* **TEXT EXTRACT**
──────────────────────────────
Slow. Down.

I’m having one of those seasons already – one minute, it’s Labor Day, and the next, it’s almost October, and it’s not entirely clear what’s happened in the meantime. I know I had a couple of trips, and gave a bunch of talks, and sat in a ton of meetings, but beyond that, I’m not sure how a month’s worth of stuff could have happened. And it certainly doesn’t feel as though a month’s worth of stuff has gotten done.

I wouldn’t find this half so alarming, except that the rest of the fall is also ridiculously over-scheduled, and so I know it’s going to go much the same way: tomorrow I’ll wake up and it’ll be December, and everything that I have to produce between now and then will suddenly be due, if not vastly overdue. And I have one extremely pressing utterly unmissable deadline in the mix, and miles to go before I’m anywhere close to meeting it.

Work aside, fall is my favorite season; I love the gradual crispening of the air, the progressive layering of sweaters and jackets and scarves, the changing of the leaves and the smells of nutmeg and wood smoke. I don’t want to miss the transition, to wake up and find it winter.

All of this is a plea to myself, to slow down, take on each day as it occurs, and stop looking down the road (or the calendar) to what’s coming. Anticipation is one thing, but life in an endless state of countdown — three days until this; two weeks until that — chops up the time so that it can’t really be experienced. As one of my yoga instructors would say, I need to return to the intention I set some months back: to be here now.

Deep breath. Now. Pick up the next thing.

The Shape of Thought

I mentioned yesterday that I’ve been thinking about the next Big Project. I’ve been circling it for a while, trying to figure out what several of the various things I’ve written recently have to do with one another. And over the last week, I think I’ve at least started to get it; I’m starting to develop a sense of the overall shape of the thing.

But here’s the problem, or at least the surprise: that shape, as it’s appearing to me right now, is awfully traditional. A Book. I’m not positive that the thing is best produced or conveyed that way, but that’s the shape that’s in my head.

Now that I write that last sentence, it occurs to me that I may mean it more literally than I originally thought. The shape of the book is really in my head, a form that molds thought even as it occurs.1 I have no illusion that this is natural, and I’m pretty sure that this shape can be changed. But it is a sign of how deeply the structures of book culture are ingrained in all of the ways that I think: after ten years of blogging, after years of research and writing about the potentials that other forms of scholarly communication might take, I still reflexively sketch out book projects in my head.

Of course, calling this a book only really implies that it’s a predominantly text-based long-form argument. It doesn’t necessarily call for print. And it doesn’t necessarily call for it to be produced in the traditional way — off-stage, in seclusion, only to be shared (except within carefully controlled circles) when finished.

My hope is that I’ll be able to produce this thing in public, whether here or elsewhere, and perhaps as I work its shape might evolve from the book prototype in my head into something a bit more dynamic and fluid. Or perhaps it will turn out that this thing really is best suited to book-like form. I just want to be sure that I’m open to the possibilities, that I’m not defaulting to the shape I know because I know it.

Making Room

I’ve just gotten back from a trip (about which, as I said on Twitter, I hope to be able to write soon) to find it pretty solidly fall around here. Less weather-wise, though there is the beginning of a little crispness in the mornings and evenings, than in a more intangible sense of atmosphere; my online pals are pretty much all back in class (except for those of you on the quarter system; your calendar confuses me, seeming to derive from an entirely different cosmology from my own), preparations for the convention are no longer strictly behind-the-scenes, and things have generally taken on a slightly faster pace. The year has definitely begun.
──────────────────────────────
* **PROVIDED ENTRIES**
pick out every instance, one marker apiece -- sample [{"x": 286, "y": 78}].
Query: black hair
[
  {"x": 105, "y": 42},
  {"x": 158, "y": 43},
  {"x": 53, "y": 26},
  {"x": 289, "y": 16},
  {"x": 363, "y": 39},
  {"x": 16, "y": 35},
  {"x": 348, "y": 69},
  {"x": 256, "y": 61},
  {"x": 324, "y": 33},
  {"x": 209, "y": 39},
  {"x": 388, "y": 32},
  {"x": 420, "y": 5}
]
──────────────────────────────
* **CHALLENGE A**
Summarize the blog entries in two sentences.
* **CHALLENGE B**
Rewrite the rows with "black hair" changed to "dark hair", keeping everything else the same.

* **PROBLEM SOLUTION A**
The writer feels fall slipping by in an over-scheduled stretch and resolves to slow down, take each day as it comes, and stop counting down to what's next. The writer also notices that the next big project is taking the shape of a traditional book and hopes to produce it in public while staying open to other forms, and, back from a trip, finds that fall has arrived and the year has begun.

* **PROBLEM SOLUTION B**
pick out every instance, one marker apiece -- sample [{"x": 286, "y": 78}].
Query: dark hair
[
  {"x": 105, "y": 42},
  {"x": 158, "y": 43},
  {"x": 53, "y": 26},
  {"x": 289, "y": 16},
  {"x": 363, "y": 39},
  {"x": 16, "y": 35},
  {"x": 348, "y": 69},
  {"x": 256, "y": 61},
  {"x": 324, "y": 33},
  {"x": 209, "y": 39},
  {"x": 388, "y": 32},
  {"x": 420, "y": 5}
]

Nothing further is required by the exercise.